| EXCERPT TO READ |
Health
In reply to the discussion: Wheatophobia: Will avoiding wheat really improve your health? [View all]Celebration
(15,812 posts)He was in and out of the hospital for an entire year--er visits, etc. He was under the care of a cardiologist of course. He even want to Mayo about his heart issues. Finally he made an appointment with a local internist who was getting good results with simple diet changes. The doctor gave the guy a glucose tolerance test, and he was "pre-diabetic". Nobody else had bothered to give him that test. He avoids sugar and wheat, and rice, made very few other changes to his diet, and is a completely different person--back getting exercise, and he lost thirty plus pounds. He looks and acts like a new person. He is completely fine. And do you think he is a bit evangelical about his diet success? You bet he is.

| RECORDS SUPPLIED |
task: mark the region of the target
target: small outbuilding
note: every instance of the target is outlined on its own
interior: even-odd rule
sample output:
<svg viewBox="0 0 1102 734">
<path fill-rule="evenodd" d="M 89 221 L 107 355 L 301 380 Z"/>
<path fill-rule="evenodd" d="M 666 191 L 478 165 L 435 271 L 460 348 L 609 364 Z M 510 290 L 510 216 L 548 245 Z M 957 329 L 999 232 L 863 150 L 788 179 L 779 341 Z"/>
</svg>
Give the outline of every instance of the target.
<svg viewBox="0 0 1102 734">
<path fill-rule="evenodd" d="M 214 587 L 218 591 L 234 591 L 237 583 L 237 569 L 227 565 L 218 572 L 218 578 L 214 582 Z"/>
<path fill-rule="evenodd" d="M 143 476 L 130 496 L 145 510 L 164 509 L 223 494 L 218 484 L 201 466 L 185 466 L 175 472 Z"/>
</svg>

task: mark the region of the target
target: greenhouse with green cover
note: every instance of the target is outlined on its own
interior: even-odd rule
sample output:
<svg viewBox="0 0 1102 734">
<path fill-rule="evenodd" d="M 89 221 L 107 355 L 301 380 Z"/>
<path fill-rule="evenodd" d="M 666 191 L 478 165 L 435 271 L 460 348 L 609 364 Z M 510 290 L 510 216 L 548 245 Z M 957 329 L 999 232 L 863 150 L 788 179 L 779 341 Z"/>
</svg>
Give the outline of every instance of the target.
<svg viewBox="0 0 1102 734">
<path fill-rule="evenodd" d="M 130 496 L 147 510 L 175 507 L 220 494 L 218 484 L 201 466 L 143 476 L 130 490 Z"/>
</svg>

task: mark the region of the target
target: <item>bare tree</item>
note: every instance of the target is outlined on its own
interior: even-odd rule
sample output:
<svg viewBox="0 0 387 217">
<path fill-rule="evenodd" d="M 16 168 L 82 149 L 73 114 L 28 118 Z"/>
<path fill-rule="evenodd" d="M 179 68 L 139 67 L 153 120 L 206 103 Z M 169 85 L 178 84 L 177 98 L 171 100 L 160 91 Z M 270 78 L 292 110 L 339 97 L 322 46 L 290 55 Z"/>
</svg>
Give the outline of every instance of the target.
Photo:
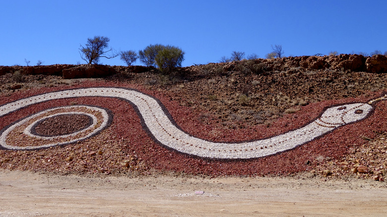
<svg viewBox="0 0 387 217">
<path fill-rule="evenodd" d="M 273 50 L 272 53 L 275 54 L 275 57 L 281 58 L 282 56 L 283 52 L 282 51 L 282 45 L 275 45 L 274 47 L 273 47 L 273 46 L 272 45 L 271 49 Z"/>
<path fill-rule="evenodd" d="M 131 65 L 131 63 L 135 62 L 137 57 L 137 53 L 134 51 L 130 50 L 121 52 L 121 59 L 124 60 L 128 66 Z"/>
<path fill-rule="evenodd" d="M 233 61 L 241 61 L 245 57 L 245 52 L 233 51 L 231 53 L 231 59 Z"/>
<path fill-rule="evenodd" d="M 275 58 L 276 55 L 276 54 L 275 53 L 271 52 L 265 55 L 265 57 L 266 59 L 272 59 L 273 58 Z"/>
<path fill-rule="evenodd" d="M 85 47 L 80 45 L 79 54 L 81 58 L 88 64 L 98 64 L 100 57 L 110 59 L 118 56 L 120 54 L 114 52 L 111 48 L 108 51 L 104 51 L 104 49 L 108 48 L 110 41 L 109 38 L 103 36 L 94 36 L 93 38 L 88 38 Z M 111 54 L 108 54 L 109 52 L 111 52 Z"/>
<path fill-rule="evenodd" d="M 30 62 L 31 62 L 31 61 L 27 60 L 27 59 L 24 59 L 24 62 L 25 62 L 26 64 L 27 64 L 27 66 L 28 66 L 30 65 Z"/>
<path fill-rule="evenodd" d="M 36 63 L 36 65 L 40 65 L 42 64 L 43 64 L 43 62 L 44 62 L 39 59 L 39 60 L 38 60 L 38 62 Z"/>
</svg>

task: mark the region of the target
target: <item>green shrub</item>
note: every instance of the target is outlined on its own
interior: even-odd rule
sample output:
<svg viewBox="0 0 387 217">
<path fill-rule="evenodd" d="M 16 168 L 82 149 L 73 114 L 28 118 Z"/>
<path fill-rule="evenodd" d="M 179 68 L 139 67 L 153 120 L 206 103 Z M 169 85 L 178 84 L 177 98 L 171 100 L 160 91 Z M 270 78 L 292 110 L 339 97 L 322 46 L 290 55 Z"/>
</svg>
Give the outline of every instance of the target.
<svg viewBox="0 0 387 217">
<path fill-rule="evenodd" d="M 140 61 L 147 67 L 156 66 L 155 58 L 164 46 L 159 44 L 149 45 L 143 50 L 138 51 L 138 58 Z"/>
<path fill-rule="evenodd" d="M 155 57 L 155 61 L 162 72 L 171 72 L 176 67 L 181 67 L 185 53 L 177 47 L 163 46 Z"/>
</svg>

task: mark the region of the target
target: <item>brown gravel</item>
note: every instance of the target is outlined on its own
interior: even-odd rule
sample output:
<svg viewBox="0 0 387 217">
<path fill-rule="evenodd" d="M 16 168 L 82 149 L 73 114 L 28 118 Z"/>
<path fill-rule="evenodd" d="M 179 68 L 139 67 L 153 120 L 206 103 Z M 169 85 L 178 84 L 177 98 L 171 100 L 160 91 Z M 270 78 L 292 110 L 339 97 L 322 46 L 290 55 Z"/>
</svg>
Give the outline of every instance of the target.
<svg viewBox="0 0 387 217">
<path fill-rule="evenodd" d="M 89 116 L 83 114 L 62 114 L 44 119 L 34 129 L 40 135 L 60 136 L 79 131 L 91 121 Z"/>
<path fill-rule="evenodd" d="M 384 74 L 365 72 L 300 70 L 291 75 L 246 75 L 238 71 L 225 75 L 211 72 L 216 65 L 210 69 L 200 67 L 203 68 L 190 68 L 194 72 L 184 78 L 126 73 L 105 79 L 78 80 L 69 86 L 49 84 L 48 87 L 30 91 L 12 91 L 12 94 L 9 93 L 11 91 L 2 91 L 0 104 L 68 88 L 133 88 L 160 99 L 185 131 L 215 141 L 238 141 L 259 139 L 300 127 L 327 106 L 367 102 L 379 96 L 386 84 Z M 209 71 L 210 78 L 200 75 L 205 69 Z M 3 76 L 0 78 L 6 79 Z M 352 84 L 354 86 L 348 86 Z M 247 98 L 244 100 L 241 97 L 244 95 Z M 167 149 L 144 131 L 134 110 L 117 99 L 79 98 L 42 103 L 1 117 L 0 128 L 26 115 L 74 102 L 111 110 L 114 114 L 111 126 L 75 144 L 28 152 L 0 150 L 0 167 L 84 175 L 132 175 L 168 170 L 211 176 L 275 176 L 311 171 L 307 176 L 324 178 L 354 175 L 372 178 L 374 173 L 386 177 L 387 165 L 384 159 L 387 154 L 382 139 L 387 126 L 386 101 L 379 102 L 374 113 L 364 121 L 337 129 L 293 150 L 243 161 L 203 159 Z M 293 110 L 285 112 L 290 108 Z M 348 165 L 341 163 L 345 161 Z M 368 166 L 370 172 L 351 171 L 361 165 Z M 328 170 L 329 172 L 323 172 Z"/>
</svg>

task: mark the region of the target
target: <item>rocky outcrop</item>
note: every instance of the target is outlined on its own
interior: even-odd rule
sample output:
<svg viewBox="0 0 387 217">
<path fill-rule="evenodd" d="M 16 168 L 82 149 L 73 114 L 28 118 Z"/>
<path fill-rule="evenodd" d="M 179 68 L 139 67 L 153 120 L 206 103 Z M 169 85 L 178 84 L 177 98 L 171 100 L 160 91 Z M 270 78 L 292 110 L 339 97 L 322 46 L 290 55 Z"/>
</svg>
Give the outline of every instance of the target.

| ACTIVITY LIST |
• 1. Answer these questions using the forum post about avoiding wheat.
(a) What test did the local internist give the man?
(b) Which three foods does he now avoid?
(c) How much weight did he lose?
• 2. In the forum post about avoiding wheat, turn the paragraph that starts "He was in and out of the hospital" into a short bulleted list that keeps its main facts.
• 3. Pick up the forum post about avoiding wheat after its final sentence and continue it.

| RESPONSES BY ITEM NUMBER |
• 1.
(a) A glucose tolerance test.
(b) Sugar, wheat, and rice.
(c) Thirty plus pounds.

• 2.
- He was in and out of the hospital for a year, under a cardiologist's care, and even went to Mayo about his heart.
- A local internist known for good results with simple diet changes gave him a glucose tolerance test, which showed he was "pre-diabetic." No one else had given him that test.
- He now avoids sugar, wheat, and rice, with few other diet changes.
- He exercises again, has lost thirty plus pounds, and is completely fine.
- He is a bit evangelical about his diet success.

• 3.
It isn't that something like this will happen to everyone who avoids wheat--it won't! But he had sought help from a bunch of doctors who did NOT tell him that it *could* make a differences.
Therefore, it is worth writing about in a book.
Yes, he had a "wheat belly."
Cardiologists are now just beginning to realize that this isn't exactly a tiny subset of people...........................
It isn't that this is a one size fits all approach, of course. But I have no problem with a person writing a health book aimed towards a subset of people. Books would be pretty boring if their content had to apply to everybody on the planet.